• **Consignes**
[a] Reformulez sous forme de liste le paragraphe de l'entretien sur les rétrocessions qui commence par « A mon sens, interdire les rétrocessions », en conservant ses faits principaux.
[b] Pour chacune des affirmations suivantes, dites si elle concorde avec l'entretien sur les rétrocessions. Répondez par oui ou non et citez les mots décisifs du texte sans les modifier.
(i) La clause de revoyure est actuellement fixée à trois ans.
(ii) D'après une étude de la Commission européenne, les produits sur lesquels des « inducements » sont payés coûtent en moyenne environ 50 % plus cher.
(iii) Le texte de la Commission définit clairement ce qu'est une transaction d'exécution.
[c] Recopiez fidèlement le passage de l'entretien sur les rétrocessions qui commence à « Une étude de » et se termine à « à ces arguments? ».

• **Texte retenu**
Exclusif - L’eurodéputée rapporteure principale du Parlement européen sur la stratégie «investissement de détail» de l’UE, dévoile ses propositions à L’Agefi. 

Après avoir un temps considéré une interdiction totale des rétrocessions dans la vente de produits financiers, la Commission européenne a fini par proposer, au sein de son projet législatif, une «interdiction partielle», qui ne s’appliquerait qu’aux «transactions d’exécution» de ventes «sans conseil». Mais dans votre rapport, vous choisissez de supprimer cette disposition : pour quelle raison? 

Stéphanie Yon-Courtin - Cette proposition d’une interdiction partielle me semble être une décision politique précipitée, qui s’inscrit, plus largement, dans une volonté d’introduire in fine une interdiction totale. Qu’est-ce qu’une transaction d’exécution? Ce n’est pas défini clairement dans le texte de la Commission. Par ailleurs, la clause de revoyure, actuellement fixée à trois ans - ce qui me semble bien trop court - est rédigée d’une façon biaisée afin d’introduire plus tard une interdiction complète. Je propose donc d’allonger sa durée à cinq ans, et d’élargir son objet, pour qu’elle ne porte plus seulement sur ces «inducements»

Une étude de la Commission européenne indique que les produits sur lesquels ces «inducements» sont payés sont - en moyenne - environ 35% plus chers. Les personnes favorables à l’interdiction pointent aussi les risques de conflits d’intérêts liés à cette pratique. Qu’avez-vous à répondre face à ces arguments? 

A mon sens, interdire les rétrocessions réduirait l’accès au conseil financier qu’il faut justement préserver, dans nos territoires en particulier, où c’est un facteur d’ancrage important. Quand 70% des citoyens européens n’ont jamais investi dans un produit financier, une telle mesure irait contre notre objectif : ouvrir les investissements à tous les particuliers qui le souhaitent. Je pense que le problème est avant tout lié à un manque de transparence, auquel j’espère que cette réforme peut remédier, en avançant notamment vers un conseil plus individualisé, avec une meilleure visibilité pour les investisseurs sur le produit financier. Enfin, ce sujet a une dimension de concurrence et de souveraineté : notre objectif n’est pas que, demain, seuls les produits américains soient vendus aux consommateurs européens… Cette interdiction, même partielle, enverrait le mauvais signal à l’industrie financière européenne. 

Il faut arrêter de mettre l’accent exclusivement sur le prix d’un produit financier 

La Commission proposait également de contraindre les conseillers financiers à «proposer au moins un produit financier alternatif exempt d’éléments additionnels et de coûts supplémentaires non nécessaires compte tenu des objectifs d’investissement du client». Vous choisissez aussi de supprimer ce passage : Pourquoi?

• **Enregistrements listés**

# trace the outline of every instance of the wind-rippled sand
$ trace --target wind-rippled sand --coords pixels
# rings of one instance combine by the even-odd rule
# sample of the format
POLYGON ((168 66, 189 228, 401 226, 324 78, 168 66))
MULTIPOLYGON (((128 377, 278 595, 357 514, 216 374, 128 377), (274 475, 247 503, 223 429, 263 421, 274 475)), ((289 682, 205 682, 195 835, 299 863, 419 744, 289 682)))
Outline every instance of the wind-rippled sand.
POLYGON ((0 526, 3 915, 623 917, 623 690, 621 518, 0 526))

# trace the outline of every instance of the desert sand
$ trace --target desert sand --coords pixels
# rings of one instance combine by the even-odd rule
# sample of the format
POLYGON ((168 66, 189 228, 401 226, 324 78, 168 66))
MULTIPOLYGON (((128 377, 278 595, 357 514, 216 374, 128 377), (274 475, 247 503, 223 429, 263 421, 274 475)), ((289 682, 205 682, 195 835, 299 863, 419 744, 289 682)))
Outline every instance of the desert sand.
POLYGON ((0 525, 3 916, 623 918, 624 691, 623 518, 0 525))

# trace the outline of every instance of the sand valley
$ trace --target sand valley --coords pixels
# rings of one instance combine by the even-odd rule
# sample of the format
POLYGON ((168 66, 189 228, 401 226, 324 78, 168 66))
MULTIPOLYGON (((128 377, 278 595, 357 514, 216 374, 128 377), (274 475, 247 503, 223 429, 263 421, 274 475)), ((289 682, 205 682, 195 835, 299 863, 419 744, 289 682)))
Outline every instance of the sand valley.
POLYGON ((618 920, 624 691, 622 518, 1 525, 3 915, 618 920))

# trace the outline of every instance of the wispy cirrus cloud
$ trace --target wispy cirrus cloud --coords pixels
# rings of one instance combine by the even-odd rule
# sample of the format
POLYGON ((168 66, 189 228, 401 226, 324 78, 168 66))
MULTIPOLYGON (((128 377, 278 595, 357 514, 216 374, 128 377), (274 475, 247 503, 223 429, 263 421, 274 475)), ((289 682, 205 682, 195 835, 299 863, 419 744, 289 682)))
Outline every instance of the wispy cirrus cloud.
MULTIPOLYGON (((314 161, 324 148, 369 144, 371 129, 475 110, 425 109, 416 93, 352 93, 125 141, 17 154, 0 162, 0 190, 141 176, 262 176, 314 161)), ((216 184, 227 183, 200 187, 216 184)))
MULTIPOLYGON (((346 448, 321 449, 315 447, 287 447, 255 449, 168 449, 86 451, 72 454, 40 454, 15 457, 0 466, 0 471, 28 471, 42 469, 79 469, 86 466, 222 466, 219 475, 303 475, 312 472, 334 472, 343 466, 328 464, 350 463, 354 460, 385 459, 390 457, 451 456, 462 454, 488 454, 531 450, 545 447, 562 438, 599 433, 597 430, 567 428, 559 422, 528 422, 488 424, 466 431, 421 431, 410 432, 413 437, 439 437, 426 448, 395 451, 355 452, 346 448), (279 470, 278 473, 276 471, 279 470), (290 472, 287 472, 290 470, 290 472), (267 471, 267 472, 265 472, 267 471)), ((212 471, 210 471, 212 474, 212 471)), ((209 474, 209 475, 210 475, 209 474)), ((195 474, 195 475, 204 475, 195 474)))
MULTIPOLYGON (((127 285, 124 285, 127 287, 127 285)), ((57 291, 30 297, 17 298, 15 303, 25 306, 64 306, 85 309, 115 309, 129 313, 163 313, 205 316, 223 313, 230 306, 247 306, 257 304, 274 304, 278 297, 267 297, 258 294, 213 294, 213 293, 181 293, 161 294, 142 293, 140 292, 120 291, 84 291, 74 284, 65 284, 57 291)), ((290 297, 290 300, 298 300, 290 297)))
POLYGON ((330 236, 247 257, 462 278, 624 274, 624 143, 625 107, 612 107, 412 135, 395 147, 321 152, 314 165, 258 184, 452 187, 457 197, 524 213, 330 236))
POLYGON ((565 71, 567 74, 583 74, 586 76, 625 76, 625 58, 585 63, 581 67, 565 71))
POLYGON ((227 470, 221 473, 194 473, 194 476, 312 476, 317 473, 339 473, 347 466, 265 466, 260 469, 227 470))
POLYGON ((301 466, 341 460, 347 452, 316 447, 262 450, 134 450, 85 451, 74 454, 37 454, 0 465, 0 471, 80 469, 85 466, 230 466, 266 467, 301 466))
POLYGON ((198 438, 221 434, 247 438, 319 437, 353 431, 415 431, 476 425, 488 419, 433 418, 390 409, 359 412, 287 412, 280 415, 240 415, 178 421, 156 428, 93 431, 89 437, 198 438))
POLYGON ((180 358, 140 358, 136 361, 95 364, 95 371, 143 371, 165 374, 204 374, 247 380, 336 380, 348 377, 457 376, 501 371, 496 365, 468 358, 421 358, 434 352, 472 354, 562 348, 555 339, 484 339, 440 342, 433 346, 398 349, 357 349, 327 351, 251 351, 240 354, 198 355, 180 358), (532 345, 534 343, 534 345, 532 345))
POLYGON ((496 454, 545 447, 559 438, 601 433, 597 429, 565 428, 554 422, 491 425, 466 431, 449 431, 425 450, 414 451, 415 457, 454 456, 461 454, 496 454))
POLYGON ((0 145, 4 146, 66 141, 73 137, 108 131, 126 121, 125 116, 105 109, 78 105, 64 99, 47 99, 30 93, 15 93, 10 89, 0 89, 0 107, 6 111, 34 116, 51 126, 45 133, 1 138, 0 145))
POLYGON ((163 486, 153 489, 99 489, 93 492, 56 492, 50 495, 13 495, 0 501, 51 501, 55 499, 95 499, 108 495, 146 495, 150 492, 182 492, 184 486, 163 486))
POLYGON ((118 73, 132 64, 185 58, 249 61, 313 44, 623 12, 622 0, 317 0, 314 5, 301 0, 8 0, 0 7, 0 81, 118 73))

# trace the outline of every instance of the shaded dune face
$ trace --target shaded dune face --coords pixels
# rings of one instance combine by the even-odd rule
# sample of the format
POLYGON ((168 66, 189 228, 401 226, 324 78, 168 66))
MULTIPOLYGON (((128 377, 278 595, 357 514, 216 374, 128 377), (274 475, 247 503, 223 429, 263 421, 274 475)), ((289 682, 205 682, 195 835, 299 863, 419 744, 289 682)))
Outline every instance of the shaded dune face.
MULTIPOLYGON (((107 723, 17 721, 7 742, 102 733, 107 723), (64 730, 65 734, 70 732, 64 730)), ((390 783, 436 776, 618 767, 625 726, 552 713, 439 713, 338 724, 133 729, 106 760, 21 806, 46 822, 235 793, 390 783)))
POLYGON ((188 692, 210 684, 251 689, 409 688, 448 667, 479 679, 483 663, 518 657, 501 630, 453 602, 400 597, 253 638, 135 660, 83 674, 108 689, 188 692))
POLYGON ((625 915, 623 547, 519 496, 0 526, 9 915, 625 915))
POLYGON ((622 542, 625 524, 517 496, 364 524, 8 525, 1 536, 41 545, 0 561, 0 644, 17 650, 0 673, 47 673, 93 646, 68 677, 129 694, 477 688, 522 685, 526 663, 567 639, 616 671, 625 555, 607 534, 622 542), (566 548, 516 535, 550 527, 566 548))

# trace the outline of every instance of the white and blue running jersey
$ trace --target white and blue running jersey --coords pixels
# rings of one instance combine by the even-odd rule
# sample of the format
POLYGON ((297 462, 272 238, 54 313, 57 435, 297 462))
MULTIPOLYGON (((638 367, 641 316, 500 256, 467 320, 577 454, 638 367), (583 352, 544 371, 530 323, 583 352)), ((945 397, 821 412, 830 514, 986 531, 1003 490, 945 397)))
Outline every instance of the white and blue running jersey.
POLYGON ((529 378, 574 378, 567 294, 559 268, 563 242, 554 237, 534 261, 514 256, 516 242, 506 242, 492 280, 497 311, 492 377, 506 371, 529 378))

• **Réponses fournies**
[a]
- Interdire les rétrocessions réduirait l'accès au conseil financier. Ce conseil doit être préservé, en particulier dans les territoires, où il constitue un facteur d'ancrage important.
- 70 % des citoyens européens n'ont jamais investi dans un produit financier. Une telle mesure irait donc contre l'objectif d'ouvrir l'investissement à tous les particuliers qui le souhaitent.
- Le problème tient avant tout à un manque de transparence. La réforme pourrait y remédier par un conseil plus individualisé et une meilleure visibilité pour les investisseurs sur le produit.
- Le sujet relève aussi de la concurrence et de la souveraineté : il ne faut pas que seuls les produits américains soient vendus aux consommateurs européens.
- Même partielle, l'interdiction enverrait le mauvais signal à l'industrie financière européenne.

[b]
(i) Oui : « la clause de revoyure, actuellement fixée à trois ans »
(ii) Non : « les produits sur lesquels ces «inducements» sont payés sont - en moyenne - environ 35% plus chers »
(iii) Non : « Ce n’est pas défini clairement dans le texte de la Commission. »

[c]
Une étude de la Commission européenne indique que les produits sur lesquels ces «inducements» sont payés sont - en moyenne - environ 35% plus chers. Les personnes favorables à l’interdiction pointent aussi les risques de conflits d’intérêts liés à cette pratique. Qu’avez-vous à répondre face à ces arguments?